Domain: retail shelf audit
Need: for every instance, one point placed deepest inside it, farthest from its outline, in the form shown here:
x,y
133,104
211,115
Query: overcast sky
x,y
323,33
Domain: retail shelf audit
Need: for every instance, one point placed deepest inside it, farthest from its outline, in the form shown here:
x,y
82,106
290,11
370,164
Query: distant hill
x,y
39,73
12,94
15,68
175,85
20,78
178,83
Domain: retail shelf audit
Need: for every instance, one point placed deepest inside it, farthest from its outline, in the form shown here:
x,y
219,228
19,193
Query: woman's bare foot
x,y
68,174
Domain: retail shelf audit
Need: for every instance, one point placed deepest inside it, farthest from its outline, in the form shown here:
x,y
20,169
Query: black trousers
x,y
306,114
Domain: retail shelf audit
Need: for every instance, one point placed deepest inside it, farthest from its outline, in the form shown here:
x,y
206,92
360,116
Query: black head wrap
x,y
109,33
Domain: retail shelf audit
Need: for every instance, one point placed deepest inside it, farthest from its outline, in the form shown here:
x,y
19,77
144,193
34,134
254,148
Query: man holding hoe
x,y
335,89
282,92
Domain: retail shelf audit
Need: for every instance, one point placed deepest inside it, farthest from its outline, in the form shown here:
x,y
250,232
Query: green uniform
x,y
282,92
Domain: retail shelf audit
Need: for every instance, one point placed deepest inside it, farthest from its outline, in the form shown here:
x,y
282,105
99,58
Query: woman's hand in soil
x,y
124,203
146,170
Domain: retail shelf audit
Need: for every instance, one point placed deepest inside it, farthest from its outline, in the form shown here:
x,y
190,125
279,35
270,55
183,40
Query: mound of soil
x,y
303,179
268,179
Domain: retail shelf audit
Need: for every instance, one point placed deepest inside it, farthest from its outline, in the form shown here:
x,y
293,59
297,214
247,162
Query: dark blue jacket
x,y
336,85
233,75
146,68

WORK INSTRUCTION:
Copy out the records above exactly.

SOLVED EXERCISE:
Domain: retail shelf audit
Need: for every instance, one point placed deepest inside it, farthest from its outline, in the form shown here:
x,y
133,104
211,115
Query: overcast sky
x,y
323,33
Domain: retail shelf audit
Need: for every instance, one point placed deepest inside it, farthest from its outline, in the form shown here:
x,y
82,106
290,11
370,164
Query: distant hill
x,y
39,73
12,94
15,68
175,85
20,78
178,83
Domain: retail shelf audit
Need: for every instance, one point placed deepest inside it, farthest from its outline, in the form shown here:
x,y
219,228
19,193
Query: woman's bare foot
x,y
68,174
Domain: retail shelf audit
Need: for every instance, one point placed deepest inside it, farthest from its outline, in the form shown here:
x,y
20,169
Query: black trousers
x,y
306,114
Domain: retail shelf audit
Need: for every instance, one point placed deepest inside it, farthest from its outline, in the form shown here:
x,y
206,92
360,116
Query: black head wrap
x,y
109,33
Domain: retail shelf audit
Need: for every instance, one point placed deepest inside it, farthest from its outline, in the form shown here:
x,y
19,77
144,193
34,134
254,148
Query: man holding hoe
x,y
335,89
282,92
Domain: retail shelf audit
Need: for every instance, one point placed deepest inside it, farthest from its outline, in the form shown here:
x,y
250,232
Query: green uniform
x,y
282,92
Domain: retail shelf audit
Need: for every instance, one point placed deepest inside it, farthest from its outline, in the form shown here:
x,y
282,105
99,58
Query: woman's hand in soil
x,y
124,203
146,170
Domain: retail shelf audit
Need: for every instance, one point placed deepest inside it, farthest from its outline, in the form shown here:
x,y
190,125
279,35
270,55
183,40
Query: mound of soil
x,y
303,179
268,179
Domain: retail shelf audit
Need: for every instance, one point placed deepest inside it, farthest from its outline, in the form shown here:
x,y
293,59
297,214
247,162
Query: dark blue jacket
x,y
336,85
233,75
146,68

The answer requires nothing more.